╭─ GIVEN PASSAGE

Appcoins

By @drwasho8/15/2016appcoin

Today I'm going to be discussing appcoins; this can be considered a part 1 that will be followed shortly by a deeper discussion of Steem. First, I'd like to refer you to some dependencies:

  1. App Coins and the Dawn of the Decentralized Business Model
  2. The Golden Age of Open Protocols
  3. Appcoins Are Snake Oil
  4. On Tokens and Crowd Sales

Introduction

Appcoins are back! The spectacular rise and fall of the DAO has pseudo-legitimized the role of appcoins as both a funding tool and speculative financial asset in the consciousness of crypto-currency developers and investors. 

Appcoins can be loosely defined as application-specific token used to incentivize behavior and/or raise money for the development of the application.

The concept of appcoins have existed for years in the form of casino chips and in-game currency. However, the term 'appcoin' more specifically refers to tokens created on a decentralized protocol. Appcoins can take one of these forms:

  1. Altcoin. The appcoin is the token for its own blockchain.

╰─
╭─ STORED ROWS

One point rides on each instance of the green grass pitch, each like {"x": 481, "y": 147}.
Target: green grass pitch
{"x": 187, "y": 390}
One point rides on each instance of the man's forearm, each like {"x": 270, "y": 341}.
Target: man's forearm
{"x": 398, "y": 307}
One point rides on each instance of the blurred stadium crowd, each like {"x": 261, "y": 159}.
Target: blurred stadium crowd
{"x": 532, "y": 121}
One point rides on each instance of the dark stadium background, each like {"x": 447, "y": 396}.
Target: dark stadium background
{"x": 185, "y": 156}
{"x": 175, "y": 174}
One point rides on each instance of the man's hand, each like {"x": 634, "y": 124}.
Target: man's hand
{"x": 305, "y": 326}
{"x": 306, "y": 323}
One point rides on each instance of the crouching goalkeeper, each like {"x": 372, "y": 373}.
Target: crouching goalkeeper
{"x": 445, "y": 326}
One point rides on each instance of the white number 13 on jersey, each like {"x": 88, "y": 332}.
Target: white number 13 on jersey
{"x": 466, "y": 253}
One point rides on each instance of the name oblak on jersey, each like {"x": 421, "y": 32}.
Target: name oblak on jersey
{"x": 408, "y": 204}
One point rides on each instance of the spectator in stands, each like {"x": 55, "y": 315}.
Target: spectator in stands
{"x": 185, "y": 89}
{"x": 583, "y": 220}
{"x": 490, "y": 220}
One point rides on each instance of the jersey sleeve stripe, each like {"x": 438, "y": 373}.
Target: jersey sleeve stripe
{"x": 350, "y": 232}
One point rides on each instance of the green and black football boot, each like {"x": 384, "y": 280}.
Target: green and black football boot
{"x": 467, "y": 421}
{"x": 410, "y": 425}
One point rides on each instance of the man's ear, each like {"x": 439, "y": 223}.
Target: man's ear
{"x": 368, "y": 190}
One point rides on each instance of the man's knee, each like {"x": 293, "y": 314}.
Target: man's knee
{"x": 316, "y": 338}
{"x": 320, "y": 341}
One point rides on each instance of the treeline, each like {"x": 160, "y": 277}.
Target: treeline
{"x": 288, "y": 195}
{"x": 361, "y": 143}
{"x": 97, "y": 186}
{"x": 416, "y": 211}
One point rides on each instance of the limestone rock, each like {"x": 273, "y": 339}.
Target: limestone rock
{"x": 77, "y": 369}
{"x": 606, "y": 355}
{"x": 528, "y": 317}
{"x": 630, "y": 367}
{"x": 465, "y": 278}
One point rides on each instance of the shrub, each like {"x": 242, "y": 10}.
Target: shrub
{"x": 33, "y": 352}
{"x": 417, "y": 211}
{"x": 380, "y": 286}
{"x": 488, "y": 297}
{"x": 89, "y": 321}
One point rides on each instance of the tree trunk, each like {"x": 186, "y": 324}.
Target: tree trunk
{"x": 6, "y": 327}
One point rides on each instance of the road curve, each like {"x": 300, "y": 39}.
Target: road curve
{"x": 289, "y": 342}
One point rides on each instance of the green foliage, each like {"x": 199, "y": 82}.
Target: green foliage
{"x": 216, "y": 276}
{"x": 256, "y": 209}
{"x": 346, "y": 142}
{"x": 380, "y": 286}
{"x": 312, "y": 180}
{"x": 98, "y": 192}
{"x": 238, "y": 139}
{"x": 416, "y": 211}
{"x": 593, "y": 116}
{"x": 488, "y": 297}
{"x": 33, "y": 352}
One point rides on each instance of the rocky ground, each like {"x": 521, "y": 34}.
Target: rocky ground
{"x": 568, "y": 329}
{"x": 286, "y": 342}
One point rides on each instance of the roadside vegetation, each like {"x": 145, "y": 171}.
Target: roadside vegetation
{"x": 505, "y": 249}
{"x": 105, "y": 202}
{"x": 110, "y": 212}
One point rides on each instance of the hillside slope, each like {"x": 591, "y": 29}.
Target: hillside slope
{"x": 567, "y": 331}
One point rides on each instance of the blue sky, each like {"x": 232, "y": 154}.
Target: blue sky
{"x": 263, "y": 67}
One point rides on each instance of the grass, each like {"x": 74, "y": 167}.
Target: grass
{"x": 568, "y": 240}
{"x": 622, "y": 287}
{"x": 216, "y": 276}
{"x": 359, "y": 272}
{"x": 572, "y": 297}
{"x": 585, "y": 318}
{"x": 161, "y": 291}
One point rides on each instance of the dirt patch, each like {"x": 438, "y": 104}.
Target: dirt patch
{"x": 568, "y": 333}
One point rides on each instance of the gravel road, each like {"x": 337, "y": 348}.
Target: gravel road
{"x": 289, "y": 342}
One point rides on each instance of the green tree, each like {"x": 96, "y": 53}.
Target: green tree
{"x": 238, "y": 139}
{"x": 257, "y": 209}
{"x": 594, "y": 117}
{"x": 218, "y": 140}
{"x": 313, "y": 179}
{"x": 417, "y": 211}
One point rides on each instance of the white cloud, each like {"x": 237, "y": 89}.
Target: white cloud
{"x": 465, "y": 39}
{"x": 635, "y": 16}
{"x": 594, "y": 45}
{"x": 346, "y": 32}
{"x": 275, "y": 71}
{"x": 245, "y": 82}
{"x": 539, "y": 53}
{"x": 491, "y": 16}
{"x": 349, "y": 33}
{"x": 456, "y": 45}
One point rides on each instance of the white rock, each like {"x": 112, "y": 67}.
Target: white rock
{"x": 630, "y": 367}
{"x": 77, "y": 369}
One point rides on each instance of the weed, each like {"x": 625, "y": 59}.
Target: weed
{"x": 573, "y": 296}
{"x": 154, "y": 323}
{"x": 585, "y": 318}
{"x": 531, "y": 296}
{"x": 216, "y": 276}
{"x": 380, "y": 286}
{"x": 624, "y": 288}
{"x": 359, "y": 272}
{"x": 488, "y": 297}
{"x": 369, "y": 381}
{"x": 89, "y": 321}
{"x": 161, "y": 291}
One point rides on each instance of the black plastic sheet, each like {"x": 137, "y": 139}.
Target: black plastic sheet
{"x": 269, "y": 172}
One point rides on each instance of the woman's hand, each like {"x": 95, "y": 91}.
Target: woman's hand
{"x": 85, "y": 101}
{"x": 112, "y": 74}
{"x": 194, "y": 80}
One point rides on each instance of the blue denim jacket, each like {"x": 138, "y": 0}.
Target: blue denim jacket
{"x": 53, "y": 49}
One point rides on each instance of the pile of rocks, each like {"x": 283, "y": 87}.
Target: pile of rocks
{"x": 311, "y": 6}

╰─

> INSTRUCTION A: In the appcoins post, what earlier forms did the concept of appcoins take before the term came into use?
> INSTRUCTION B: Extend the appcoins post from its last line, completing the list of forms an appcoin can take and then carrying the discussion forward.

> WRITTEN REPLY A: Casino chips and in-game currency.

> WRITTEN REPLY B:
  2. Metacoin. The appcoin is a token created on top of an existing blockchain, via a smart contract (in Ethereum) or through a secondary protocol (e.g. Counterparty layered on top of Bitcoin).

Altcoin-based appcoins come with significant challenges including supporting a development team to continually maintain the protocol, mining, and all of the security considerations that Bitcoin has endured and overcome in the past 7 years. This is in addition to any unique challenges arising from major technical differences from Bitcoin (i.e. Turing-complete scripting language, zero-knowledge proofs, proof of work/stake algorithm).

Metacoin-based appcoins leverage the security of an existing blockchain such as Bitcoin or Ethereum to create and transfer tokens. This works by embedding metadata into the blockchain via ordinary layer-1 transactions, which the appcoin’s wallet and application can parse. Sidechains and sidecoins are conceptually similar, but technically different in implementation, and are yet to be released.

Why Appcoins?

Appcoins are typically created for two reasons:

  1. Incentives. To incentivize behavior from individuals in the application and mitigate free-rider issues common in decentralized systems.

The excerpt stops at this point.